### Provided material
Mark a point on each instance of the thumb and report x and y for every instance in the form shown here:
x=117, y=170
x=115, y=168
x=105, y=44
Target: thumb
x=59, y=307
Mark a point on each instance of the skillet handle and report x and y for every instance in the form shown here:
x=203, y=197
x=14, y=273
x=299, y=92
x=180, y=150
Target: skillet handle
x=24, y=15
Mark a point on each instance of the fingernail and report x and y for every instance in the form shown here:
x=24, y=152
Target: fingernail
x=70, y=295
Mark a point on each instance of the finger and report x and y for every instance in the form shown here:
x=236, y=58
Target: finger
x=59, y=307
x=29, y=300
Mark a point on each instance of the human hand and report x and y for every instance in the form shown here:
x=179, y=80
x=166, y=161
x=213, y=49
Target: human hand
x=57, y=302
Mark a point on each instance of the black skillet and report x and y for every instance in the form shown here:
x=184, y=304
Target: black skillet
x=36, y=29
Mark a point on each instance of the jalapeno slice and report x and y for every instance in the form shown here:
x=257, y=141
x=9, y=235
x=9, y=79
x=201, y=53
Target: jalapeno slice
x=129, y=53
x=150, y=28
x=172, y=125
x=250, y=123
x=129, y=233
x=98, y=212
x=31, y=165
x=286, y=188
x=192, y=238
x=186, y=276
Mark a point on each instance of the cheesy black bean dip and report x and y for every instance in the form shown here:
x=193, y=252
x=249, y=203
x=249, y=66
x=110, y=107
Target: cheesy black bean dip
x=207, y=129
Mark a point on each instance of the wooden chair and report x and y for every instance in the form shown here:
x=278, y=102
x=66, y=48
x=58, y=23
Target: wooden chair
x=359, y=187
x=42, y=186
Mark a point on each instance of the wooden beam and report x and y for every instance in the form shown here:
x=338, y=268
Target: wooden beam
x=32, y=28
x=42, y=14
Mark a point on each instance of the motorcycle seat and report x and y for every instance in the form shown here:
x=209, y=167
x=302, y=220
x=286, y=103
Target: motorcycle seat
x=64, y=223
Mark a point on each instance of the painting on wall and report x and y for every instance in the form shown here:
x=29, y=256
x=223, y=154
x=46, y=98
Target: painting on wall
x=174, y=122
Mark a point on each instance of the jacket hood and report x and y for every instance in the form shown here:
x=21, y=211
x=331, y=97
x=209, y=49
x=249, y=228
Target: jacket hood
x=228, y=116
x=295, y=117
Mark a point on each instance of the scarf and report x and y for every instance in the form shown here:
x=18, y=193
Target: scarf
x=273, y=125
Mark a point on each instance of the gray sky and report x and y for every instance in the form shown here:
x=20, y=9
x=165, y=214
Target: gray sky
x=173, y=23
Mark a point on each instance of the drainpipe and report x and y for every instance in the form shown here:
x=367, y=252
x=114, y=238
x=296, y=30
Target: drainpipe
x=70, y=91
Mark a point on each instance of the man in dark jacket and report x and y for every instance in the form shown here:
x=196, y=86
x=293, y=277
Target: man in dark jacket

### Aim
Reproduce every row above word for word, in the same order, without changing anything.

### Answer for the task
Mark a point on each instance of the thumb and report x and y for every instance in the form shown here:
x=117, y=170
x=115, y=168
x=105, y=44
Target: thumb
x=59, y=307
Mark a point on each instance of the skillet handle and report x and y for every instance in the form shown here:
x=203, y=197
x=14, y=273
x=299, y=92
x=180, y=150
Target: skillet handle
x=24, y=15
Mark a point on each instance of the fingernail and report x and y for every instance in the form shown here:
x=24, y=152
Target: fingernail
x=70, y=295
Mark a point on each instance of the finger and report x and y for every instance in the form shown here:
x=236, y=58
Target: finger
x=59, y=307
x=29, y=300
Mark a point on each instance of the human hand and report x and y for every instance in the form shown here:
x=179, y=80
x=166, y=161
x=213, y=49
Target: human hand
x=57, y=302
Mark a point on each instance of the black skillet and report x and y for every instance in the form shown here:
x=184, y=304
Target: black skillet
x=36, y=29
Mark a point on each instance of the jalapeno slice and report x and y for every instance in the form shown here:
x=257, y=141
x=9, y=235
x=9, y=79
x=201, y=53
Target: jalapeno slice
x=129, y=53
x=150, y=28
x=172, y=125
x=250, y=123
x=129, y=233
x=98, y=212
x=31, y=165
x=286, y=188
x=192, y=238
x=186, y=276
Mark a point on each instance of the cheesy black bean dip and report x and y for every instance in the form shown here:
x=193, y=252
x=249, y=203
x=249, y=66
x=110, y=107
Target: cheesy black bean dip
x=207, y=129
Mark a point on each instance of the wooden chair and report x and y for every instance in the form shown here:
x=278, y=102
x=66, y=48
x=58, y=23
Target: wooden chair
x=359, y=187
x=42, y=186
Mark a point on each instance of the wooden beam and report x and y for every instance in the form shown here:
x=338, y=268
Target: wooden beam
x=32, y=28
x=42, y=14
Mark a point on each instance of the motorcycle seat and report x and y for every instance in the form shown here:
x=209, y=167
x=302, y=220
x=286, y=103
Target: motorcycle seat
x=64, y=223
Mark a point on each instance of the painting on wall and report x and y for every instance in the form shown here:
x=29, y=256
x=223, y=154
x=46, y=98
Target: painting on wall
x=174, y=122
Mark a point on each instance of the jacket hood and report x and y for every instance in the form shown here:
x=21, y=211
x=331, y=97
x=209, y=49
x=249, y=228
Target: jacket hood
x=228, y=116
x=295, y=117
Mark a point on each instance of the scarf and report x and y for every instance in the form shown here:
x=18, y=193
Target: scarf
x=273, y=125
Mark a point on each instance of the gray sky and report x and y for every instance in the form shown here:
x=20, y=9
x=165, y=214
Target: gray sky
x=173, y=23
Mark a point on each instance of the drainpipe and report x and y for every instance in the form shown here:
x=367, y=252
x=114, y=238
x=296, y=30
Target: drainpipe
x=70, y=91
Mark a point on each instance of the man in dark jacket and report x and y for every instance in the form shown here:
x=196, y=86
x=293, y=277
Target: man in dark jacket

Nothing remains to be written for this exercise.